■ **DATASET CONTENT**
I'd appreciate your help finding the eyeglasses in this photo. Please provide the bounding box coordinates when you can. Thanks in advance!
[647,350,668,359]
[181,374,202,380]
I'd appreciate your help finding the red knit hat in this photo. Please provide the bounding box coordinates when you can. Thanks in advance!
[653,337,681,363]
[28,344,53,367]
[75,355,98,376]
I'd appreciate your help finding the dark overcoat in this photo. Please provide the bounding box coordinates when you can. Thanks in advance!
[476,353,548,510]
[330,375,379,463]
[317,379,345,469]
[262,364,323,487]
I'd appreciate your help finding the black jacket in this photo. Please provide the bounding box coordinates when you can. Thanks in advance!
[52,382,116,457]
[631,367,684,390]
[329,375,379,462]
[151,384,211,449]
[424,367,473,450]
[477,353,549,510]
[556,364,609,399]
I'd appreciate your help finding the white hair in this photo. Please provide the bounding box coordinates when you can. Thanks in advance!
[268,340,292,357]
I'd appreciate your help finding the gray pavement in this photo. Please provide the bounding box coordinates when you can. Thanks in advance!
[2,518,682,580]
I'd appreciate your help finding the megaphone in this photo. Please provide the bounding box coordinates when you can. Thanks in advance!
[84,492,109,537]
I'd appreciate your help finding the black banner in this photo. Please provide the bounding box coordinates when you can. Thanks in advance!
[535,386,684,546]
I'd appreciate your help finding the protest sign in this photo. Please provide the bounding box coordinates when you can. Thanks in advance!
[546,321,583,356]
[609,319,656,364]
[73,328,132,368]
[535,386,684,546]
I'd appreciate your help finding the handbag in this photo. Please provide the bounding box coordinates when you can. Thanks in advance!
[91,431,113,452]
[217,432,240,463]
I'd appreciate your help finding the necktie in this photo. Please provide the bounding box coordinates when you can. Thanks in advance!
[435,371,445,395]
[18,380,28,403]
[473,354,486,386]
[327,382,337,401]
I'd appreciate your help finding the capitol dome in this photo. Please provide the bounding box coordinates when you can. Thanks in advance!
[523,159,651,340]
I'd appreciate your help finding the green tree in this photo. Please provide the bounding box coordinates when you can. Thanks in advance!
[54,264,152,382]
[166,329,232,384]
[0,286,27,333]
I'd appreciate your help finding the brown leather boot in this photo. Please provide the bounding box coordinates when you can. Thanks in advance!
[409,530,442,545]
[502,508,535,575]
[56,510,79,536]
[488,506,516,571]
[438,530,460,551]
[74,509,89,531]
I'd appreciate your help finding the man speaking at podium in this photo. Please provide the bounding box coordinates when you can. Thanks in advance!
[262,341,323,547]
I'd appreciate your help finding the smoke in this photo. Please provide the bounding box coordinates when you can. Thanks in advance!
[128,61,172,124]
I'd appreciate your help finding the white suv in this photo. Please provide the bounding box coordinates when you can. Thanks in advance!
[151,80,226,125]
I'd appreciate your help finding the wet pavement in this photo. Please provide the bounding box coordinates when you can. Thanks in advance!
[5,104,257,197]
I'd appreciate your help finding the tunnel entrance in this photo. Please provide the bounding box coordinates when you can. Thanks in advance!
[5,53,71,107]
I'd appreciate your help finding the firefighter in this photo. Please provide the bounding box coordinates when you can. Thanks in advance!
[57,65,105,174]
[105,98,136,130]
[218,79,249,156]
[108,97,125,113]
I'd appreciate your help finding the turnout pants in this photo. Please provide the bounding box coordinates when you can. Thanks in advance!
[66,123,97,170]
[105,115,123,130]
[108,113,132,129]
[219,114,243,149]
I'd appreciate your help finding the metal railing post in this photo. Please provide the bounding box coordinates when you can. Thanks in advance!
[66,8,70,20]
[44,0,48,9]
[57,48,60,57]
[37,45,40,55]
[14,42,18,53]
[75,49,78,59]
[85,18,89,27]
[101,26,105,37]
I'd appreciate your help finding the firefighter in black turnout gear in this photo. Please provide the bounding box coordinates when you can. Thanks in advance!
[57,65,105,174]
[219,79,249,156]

■ **TASK OBJECTIVE**
Copy out each record from above, exactly.

■ **ANSWER TO THIS PROBLEM**
I'd appreciate your help finding the eyeglasses in this photo. Please provide the bounding box coordinates when you can. Thanks in advance!
[647,350,668,359]
[181,374,202,380]
I'd appreciate your help finding the red knit hat in this photo. Please provide the bounding box coordinates when you can. Thanks in advance!
[653,337,681,363]
[28,344,53,367]
[75,355,98,376]
I'd appreciate your help finding the dark overcoat in this photo. Please provide the bounding box coordinates when you can. Thanks in advance!
[476,353,548,510]
[330,375,379,463]
[317,379,345,469]
[262,364,323,487]
I'd appreciate your help finding the black jacket in this photo. Please provide the bounding box coordinates when you can. Thanks in advance!
[52,382,116,457]
[631,367,684,390]
[329,375,379,462]
[151,384,211,449]
[424,367,473,450]
[477,353,549,510]
[556,364,609,399]
I'd appreciate your help finding the white hair in this photo. Please provide the bounding box coordinates when you can. Thanks in advance!
[268,340,292,357]
I'd appreciate your help finding the gray pavement in this photo. Please provide the bounding box coordinates when you can. Thanks in advance!
[2,518,682,580]
I'd appreciate your help finding the megaphone in this photo. Please provide the bounding box coordinates when you can. Thanks in advance!
[84,492,109,537]
I'd appreciate your help finding the black banner in this photo. Please provide the bounding box coordinates when you can. Thanks in advance!
[535,386,684,546]
I'd appreciate your help finding the protest sign in this photo. Please provide the bounding box coordinates when you can. Thanks in advance!
[546,321,583,356]
[609,319,656,364]
[73,328,132,368]
[535,386,684,546]
I'd appreciate your help finding the handbag in this photo. Please provide the bounding box coordinates when you can. Thanks in advance!
[91,431,113,452]
[217,432,240,463]
I'd appreciate your help finding the necktie in this photo. Please provide the bounding box coordinates when you can. Thanks in advance!
[435,371,445,395]
[18,380,28,403]
[473,354,486,386]
[327,382,337,401]
I'd appreciate your help finding the capitol dome in this photo. Please provide the bounding box coordinates when you can. Thanks in advance!
[523,159,651,340]
I'd appreciate your help finding the green tree in this photo. Please provide the bounding box coordinates when you can. Thanks in advance!
[54,264,152,382]
[166,329,232,384]
[0,286,27,333]
I'd appreciate your help finding the brown leather boot in this photo. Please provide the bounding box coordinates when you can. Thanks in advance!
[409,530,442,545]
[502,508,535,575]
[56,510,79,536]
[488,506,516,571]
[438,530,460,551]
[74,509,89,531]
I'd appreciate your help finding the man speaking at podium in this photo. Please provide the bounding box coordinates when you can. Thanks in advance!
[262,341,323,547]
I'd appreciate your help finding the smoke in this photo. Please provide the bounding box coordinates when you can. Thanks in advance!
[128,61,172,124]
I'd appreciate your help finding the white suv in this photo. Please provide the bounding box coordinates when you can. Thanks in advance!
[151,80,226,125]
I'd appreciate your help finding the wet pavement in this photo. Please provide the bounding box coordinates when you can. Thanks in advance!
[5,104,257,197]
I'd appreciate your help finding the tunnel entrance in this photo. Please provide the bounding box coordinates when you can. Thanks in advance!
[5,53,71,107]
I'd appreciate your help finding the firefighter in this photo. Please provide the bounding box coordinates when you can. Thanks in advance!
[57,65,105,174]
[105,98,136,130]
[218,79,249,156]
[108,97,125,113]
I'd appreciate your help finding the turnout pants in this photo. Please provide the bounding box coordinates when you can. Thanks in advance!
[66,123,97,170]
[105,115,123,130]
[108,113,132,129]
[219,114,243,149]
I'd appreciate your help finding the metal railing post in this photo. Please provide the bounding box coordinates when you can. Thanks in advance!
[66,8,70,20]
[44,0,48,9]
[57,48,60,57]
[37,45,40,55]
[14,42,18,53]
[75,49,78,59]
[85,18,89,27]
[101,26,105,37]
I'd appreciate your help finding the firefighter in black turnout gear in this photo. Please provide the bounding box coordinates when you can. Thanks in advance!
[57,65,105,174]
[219,79,249,156]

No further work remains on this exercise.